Collected data:

......

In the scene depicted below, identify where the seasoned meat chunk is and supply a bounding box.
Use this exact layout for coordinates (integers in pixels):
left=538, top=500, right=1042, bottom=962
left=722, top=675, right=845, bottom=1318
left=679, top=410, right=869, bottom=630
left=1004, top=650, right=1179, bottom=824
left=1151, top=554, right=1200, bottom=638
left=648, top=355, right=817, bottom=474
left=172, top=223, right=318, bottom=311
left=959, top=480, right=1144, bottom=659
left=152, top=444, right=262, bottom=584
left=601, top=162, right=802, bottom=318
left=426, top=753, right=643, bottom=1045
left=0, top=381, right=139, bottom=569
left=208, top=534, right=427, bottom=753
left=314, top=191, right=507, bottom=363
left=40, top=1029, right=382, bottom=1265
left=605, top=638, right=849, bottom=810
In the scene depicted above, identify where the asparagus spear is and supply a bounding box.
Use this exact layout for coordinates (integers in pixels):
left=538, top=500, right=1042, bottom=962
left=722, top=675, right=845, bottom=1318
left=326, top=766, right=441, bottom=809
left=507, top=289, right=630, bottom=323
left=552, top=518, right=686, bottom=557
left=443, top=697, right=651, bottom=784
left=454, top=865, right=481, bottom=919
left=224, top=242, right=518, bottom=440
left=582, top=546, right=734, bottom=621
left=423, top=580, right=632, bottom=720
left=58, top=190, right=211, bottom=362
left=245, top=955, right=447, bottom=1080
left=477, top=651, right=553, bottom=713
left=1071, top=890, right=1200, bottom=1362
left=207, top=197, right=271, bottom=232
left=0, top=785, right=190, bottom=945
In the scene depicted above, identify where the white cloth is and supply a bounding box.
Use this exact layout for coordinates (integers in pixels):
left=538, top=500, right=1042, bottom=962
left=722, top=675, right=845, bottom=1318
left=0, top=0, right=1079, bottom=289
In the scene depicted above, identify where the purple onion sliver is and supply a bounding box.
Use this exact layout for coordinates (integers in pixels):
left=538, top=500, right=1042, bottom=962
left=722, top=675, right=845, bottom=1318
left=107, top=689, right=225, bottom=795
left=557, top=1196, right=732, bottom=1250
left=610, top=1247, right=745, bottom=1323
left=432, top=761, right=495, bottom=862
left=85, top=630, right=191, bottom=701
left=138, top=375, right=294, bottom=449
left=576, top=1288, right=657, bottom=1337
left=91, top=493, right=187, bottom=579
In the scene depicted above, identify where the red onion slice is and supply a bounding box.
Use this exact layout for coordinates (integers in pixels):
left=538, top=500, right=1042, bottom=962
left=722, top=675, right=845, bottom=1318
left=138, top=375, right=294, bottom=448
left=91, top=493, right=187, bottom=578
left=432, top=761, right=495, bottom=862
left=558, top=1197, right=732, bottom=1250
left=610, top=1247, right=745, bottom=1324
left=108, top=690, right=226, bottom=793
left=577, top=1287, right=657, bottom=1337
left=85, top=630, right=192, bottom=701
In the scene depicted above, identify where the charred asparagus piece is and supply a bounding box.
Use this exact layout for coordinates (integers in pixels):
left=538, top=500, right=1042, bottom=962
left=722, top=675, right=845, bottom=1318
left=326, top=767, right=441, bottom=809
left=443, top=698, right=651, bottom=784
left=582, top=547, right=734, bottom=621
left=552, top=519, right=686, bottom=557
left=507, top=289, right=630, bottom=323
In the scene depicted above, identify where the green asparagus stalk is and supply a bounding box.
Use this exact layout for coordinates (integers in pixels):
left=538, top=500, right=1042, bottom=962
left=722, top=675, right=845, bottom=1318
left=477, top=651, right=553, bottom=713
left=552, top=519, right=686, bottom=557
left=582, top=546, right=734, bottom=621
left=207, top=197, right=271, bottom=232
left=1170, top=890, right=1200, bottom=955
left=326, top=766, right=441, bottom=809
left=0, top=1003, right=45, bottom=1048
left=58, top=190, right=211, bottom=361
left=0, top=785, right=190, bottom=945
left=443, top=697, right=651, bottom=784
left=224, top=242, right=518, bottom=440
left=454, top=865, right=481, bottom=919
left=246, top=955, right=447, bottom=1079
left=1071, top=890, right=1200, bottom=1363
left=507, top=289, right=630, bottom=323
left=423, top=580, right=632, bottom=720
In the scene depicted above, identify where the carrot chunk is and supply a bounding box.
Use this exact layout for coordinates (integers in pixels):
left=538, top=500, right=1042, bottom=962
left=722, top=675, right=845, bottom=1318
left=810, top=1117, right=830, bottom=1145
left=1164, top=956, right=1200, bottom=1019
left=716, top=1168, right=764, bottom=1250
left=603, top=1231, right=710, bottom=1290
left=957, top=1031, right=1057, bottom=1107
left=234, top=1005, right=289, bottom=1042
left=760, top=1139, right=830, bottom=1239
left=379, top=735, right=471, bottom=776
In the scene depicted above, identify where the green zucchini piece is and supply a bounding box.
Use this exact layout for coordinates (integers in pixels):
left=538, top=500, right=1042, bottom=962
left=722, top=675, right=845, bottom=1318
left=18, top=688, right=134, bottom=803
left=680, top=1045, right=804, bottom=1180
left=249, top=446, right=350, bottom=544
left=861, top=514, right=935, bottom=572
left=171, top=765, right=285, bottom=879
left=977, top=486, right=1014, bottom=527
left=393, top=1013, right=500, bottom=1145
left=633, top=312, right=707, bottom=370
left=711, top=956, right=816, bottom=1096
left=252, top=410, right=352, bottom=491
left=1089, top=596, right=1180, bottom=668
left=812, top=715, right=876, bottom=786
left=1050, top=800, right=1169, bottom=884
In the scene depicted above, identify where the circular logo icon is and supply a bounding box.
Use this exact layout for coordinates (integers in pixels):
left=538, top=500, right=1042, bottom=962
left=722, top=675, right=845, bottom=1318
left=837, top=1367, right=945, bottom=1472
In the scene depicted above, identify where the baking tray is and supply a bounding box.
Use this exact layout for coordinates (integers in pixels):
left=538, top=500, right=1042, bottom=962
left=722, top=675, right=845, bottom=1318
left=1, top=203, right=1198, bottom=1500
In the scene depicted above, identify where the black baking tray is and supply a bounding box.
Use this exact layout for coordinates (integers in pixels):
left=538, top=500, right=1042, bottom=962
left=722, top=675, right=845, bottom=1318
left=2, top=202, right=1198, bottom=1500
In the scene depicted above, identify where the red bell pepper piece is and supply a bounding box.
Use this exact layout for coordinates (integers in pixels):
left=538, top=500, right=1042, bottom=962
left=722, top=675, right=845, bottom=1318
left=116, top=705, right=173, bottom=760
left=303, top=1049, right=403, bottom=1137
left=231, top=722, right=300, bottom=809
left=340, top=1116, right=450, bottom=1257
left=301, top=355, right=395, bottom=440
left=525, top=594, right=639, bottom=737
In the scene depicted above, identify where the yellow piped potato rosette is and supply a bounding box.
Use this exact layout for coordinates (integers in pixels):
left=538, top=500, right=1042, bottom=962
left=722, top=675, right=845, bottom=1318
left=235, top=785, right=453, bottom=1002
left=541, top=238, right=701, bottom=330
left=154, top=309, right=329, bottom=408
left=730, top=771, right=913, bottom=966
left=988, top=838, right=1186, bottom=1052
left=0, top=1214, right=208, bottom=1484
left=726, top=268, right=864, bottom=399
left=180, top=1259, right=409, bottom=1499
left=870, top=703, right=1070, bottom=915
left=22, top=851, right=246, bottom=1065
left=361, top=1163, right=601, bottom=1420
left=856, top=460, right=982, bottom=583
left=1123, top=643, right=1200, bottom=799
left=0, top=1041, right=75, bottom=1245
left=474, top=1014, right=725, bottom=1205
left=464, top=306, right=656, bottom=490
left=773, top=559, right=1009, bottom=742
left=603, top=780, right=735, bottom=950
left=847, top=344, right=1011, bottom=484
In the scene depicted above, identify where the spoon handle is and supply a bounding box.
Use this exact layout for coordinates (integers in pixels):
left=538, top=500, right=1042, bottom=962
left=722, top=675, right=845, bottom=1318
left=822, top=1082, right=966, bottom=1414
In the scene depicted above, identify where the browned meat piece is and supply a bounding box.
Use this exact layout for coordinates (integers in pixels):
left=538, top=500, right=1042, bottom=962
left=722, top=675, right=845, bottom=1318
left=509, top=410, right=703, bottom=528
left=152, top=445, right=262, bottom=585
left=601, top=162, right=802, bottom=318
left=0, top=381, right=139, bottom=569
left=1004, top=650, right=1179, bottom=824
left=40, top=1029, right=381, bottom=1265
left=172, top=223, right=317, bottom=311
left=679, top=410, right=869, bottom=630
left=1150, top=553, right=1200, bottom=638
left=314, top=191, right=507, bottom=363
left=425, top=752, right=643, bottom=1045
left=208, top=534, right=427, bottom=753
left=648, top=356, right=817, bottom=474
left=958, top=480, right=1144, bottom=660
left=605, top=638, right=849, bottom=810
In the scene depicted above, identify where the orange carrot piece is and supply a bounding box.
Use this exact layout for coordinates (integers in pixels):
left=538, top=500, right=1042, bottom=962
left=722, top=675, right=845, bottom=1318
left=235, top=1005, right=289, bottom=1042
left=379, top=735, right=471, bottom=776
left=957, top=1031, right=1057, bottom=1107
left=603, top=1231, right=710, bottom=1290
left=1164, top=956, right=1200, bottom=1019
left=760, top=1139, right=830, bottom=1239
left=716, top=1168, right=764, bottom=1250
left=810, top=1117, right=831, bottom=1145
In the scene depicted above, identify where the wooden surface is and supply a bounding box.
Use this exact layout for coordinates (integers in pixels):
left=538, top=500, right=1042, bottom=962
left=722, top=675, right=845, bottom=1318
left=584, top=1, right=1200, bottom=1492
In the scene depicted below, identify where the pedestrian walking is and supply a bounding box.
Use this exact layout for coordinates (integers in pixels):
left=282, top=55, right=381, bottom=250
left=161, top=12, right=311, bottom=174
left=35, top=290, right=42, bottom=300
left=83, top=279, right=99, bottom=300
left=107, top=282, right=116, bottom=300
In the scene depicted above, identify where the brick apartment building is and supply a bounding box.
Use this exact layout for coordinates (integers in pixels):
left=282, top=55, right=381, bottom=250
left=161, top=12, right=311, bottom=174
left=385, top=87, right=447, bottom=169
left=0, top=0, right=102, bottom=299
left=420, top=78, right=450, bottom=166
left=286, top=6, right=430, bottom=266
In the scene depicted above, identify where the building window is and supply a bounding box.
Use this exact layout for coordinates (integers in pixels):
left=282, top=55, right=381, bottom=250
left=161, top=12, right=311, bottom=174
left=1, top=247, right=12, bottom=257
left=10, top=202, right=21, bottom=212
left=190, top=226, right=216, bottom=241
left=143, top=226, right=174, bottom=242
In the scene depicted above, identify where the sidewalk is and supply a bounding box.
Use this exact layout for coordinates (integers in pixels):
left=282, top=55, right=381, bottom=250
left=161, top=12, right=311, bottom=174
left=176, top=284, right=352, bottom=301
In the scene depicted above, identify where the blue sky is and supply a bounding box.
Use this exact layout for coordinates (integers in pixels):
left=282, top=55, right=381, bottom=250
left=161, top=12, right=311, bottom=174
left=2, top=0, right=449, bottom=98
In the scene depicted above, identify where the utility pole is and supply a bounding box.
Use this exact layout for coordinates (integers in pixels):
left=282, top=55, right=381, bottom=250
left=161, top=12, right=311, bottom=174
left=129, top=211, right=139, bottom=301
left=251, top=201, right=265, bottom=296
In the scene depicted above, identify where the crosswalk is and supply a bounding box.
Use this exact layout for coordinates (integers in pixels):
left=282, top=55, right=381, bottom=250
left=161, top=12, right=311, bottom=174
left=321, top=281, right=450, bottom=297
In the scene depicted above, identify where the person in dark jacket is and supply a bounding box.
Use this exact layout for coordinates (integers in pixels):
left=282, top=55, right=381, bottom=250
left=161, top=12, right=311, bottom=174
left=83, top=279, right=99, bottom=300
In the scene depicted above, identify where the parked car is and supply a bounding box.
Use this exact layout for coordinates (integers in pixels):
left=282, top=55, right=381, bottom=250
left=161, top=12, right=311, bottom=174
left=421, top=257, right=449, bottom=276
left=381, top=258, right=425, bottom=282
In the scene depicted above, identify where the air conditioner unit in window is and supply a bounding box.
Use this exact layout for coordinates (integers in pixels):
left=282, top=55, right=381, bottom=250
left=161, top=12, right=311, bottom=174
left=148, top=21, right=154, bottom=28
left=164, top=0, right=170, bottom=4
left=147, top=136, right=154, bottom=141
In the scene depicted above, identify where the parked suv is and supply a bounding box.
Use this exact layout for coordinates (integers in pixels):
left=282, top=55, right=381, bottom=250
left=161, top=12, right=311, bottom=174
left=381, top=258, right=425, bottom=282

......

Task objective >> Go over the data and return every line that includes the word "piece".

Answer box >>
In the scene depicted above, identify where the charred asparagus piece is and supply a bounding box.
In the scene depicted above, identify where the green zucchini piece is and supply a bounding box.
In the scene depicted above, identify where the red bell pepper piece is and supply a bounding box.
In the scene depicted above, identify where the browned meat piece is and supply a bounding box.
In the scene depicted above, identify where the orange carrot piece is and supply a bounding box.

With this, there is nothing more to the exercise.